Problem
Write out the data again exactly, skipping every picture.
--- Begin Information provided ---
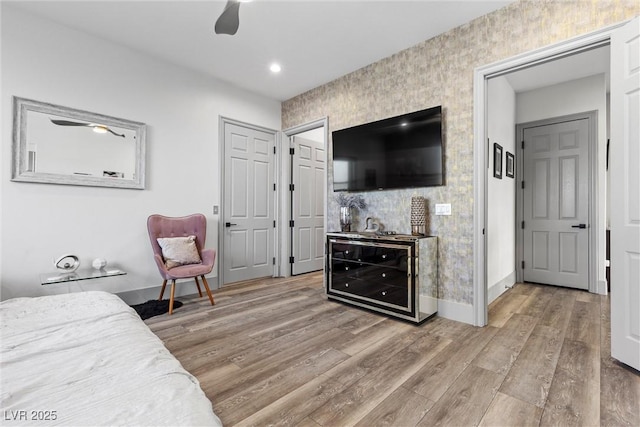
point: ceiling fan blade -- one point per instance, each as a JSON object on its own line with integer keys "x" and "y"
{"x": 68, "y": 123}
{"x": 229, "y": 20}
{"x": 91, "y": 125}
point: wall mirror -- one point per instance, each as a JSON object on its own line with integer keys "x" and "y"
{"x": 59, "y": 145}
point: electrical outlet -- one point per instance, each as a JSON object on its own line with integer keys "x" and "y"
{"x": 443, "y": 208}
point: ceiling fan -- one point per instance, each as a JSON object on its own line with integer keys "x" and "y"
{"x": 228, "y": 21}
{"x": 96, "y": 128}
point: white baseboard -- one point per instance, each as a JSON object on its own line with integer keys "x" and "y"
{"x": 183, "y": 288}
{"x": 602, "y": 287}
{"x": 501, "y": 287}
{"x": 455, "y": 311}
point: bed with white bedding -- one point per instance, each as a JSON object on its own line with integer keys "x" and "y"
{"x": 85, "y": 359}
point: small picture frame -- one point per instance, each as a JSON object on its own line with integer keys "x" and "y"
{"x": 510, "y": 165}
{"x": 497, "y": 160}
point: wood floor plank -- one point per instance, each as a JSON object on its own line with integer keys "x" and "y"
{"x": 584, "y": 323}
{"x": 372, "y": 336}
{"x": 509, "y": 411}
{"x": 402, "y": 408}
{"x": 501, "y": 310}
{"x": 355, "y": 402}
{"x": 295, "y": 406}
{"x": 619, "y": 394}
{"x": 228, "y": 385}
{"x": 466, "y": 401}
{"x": 559, "y": 309}
{"x": 303, "y": 360}
{"x": 433, "y": 380}
{"x": 574, "y": 396}
{"x": 257, "y": 396}
{"x": 503, "y": 350}
{"x": 537, "y": 301}
{"x": 530, "y": 376}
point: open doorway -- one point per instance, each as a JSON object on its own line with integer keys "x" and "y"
{"x": 505, "y": 71}
{"x": 535, "y": 100}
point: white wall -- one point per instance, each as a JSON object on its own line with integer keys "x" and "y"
{"x": 577, "y": 96}
{"x": 39, "y": 222}
{"x": 501, "y": 193}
--- End Information provided ---
Result of this task
point: ceiling fan blade -- one point per instance, each as a JSON object on its own line with integer keys "x" and "y"
{"x": 68, "y": 123}
{"x": 229, "y": 20}
{"x": 91, "y": 125}
point: wall mirror -- one point per instance, each as a JSON object on its own line with integer keys "x" and "y"
{"x": 59, "y": 145}
point: electrical outlet -- one point per instance, each as a JSON object on its own line with integer keys "x" and "y"
{"x": 443, "y": 208}
point: ceiling fan -- one point per instance, each as a JSON object on its own line with integer keys "x" and "y"
{"x": 228, "y": 21}
{"x": 96, "y": 128}
point: white baseboard -- one point per instance, each as a JSON object on its own line with integer keys "x" and "y"
{"x": 183, "y": 288}
{"x": 602, "y": 287}
{"x": 501, "y": 287}
{"x": 455, "y": 311}
point: bed with white bedding -- one point per instance, each as a JSON object on its own line with integer keys "x" and "y"
{"x": 85, "y": 359}
point: small picture frame -- one point per instance, each as a JSON object on its own line with integer keys "x" and "y"
{"x": 510, "y": 165}
{"x": 497, "y": 160}
point: wood floor plank -- one point per instance, each as a JSON object on its own line with integer keys "x" and "y"
{"x": 584, "y": 323}
{"x": 372, "y": 336}
{"x": 509, "y": 411}
{"x": 402, "y": 408}
{"x": 501, "y": 310}
{"x": 355, "y": 402}
{"x": 295, "y": 406}
{"x": 619, "y": 394}
{"x": 228, "y": 385}
{"x": 466, "y": 401}
{"x": 559, "y": 309}
{"x": 303, "y": 360}
{"x": 433, "y": 380}
{"x": 574, "y": 396}
{"x": 257, "y": 396}
{"x": 503, "y": 350}
{"x": 537, "y": 301}
{"x": 530, "y": 376}
point: open doorway -- one point per instance, each as a JSON object on its own line with integer keys "x" and "y"
{"x": 505, "y": 71}
{"x": 535, "y": 100}
point: white wall -- one point per instance, each as a JSON object on its own line with integer keys "x" and "y"
{"x": 577, "y": 96}
{"x": 39, "y": 222}
{"x": 501, "y": 193}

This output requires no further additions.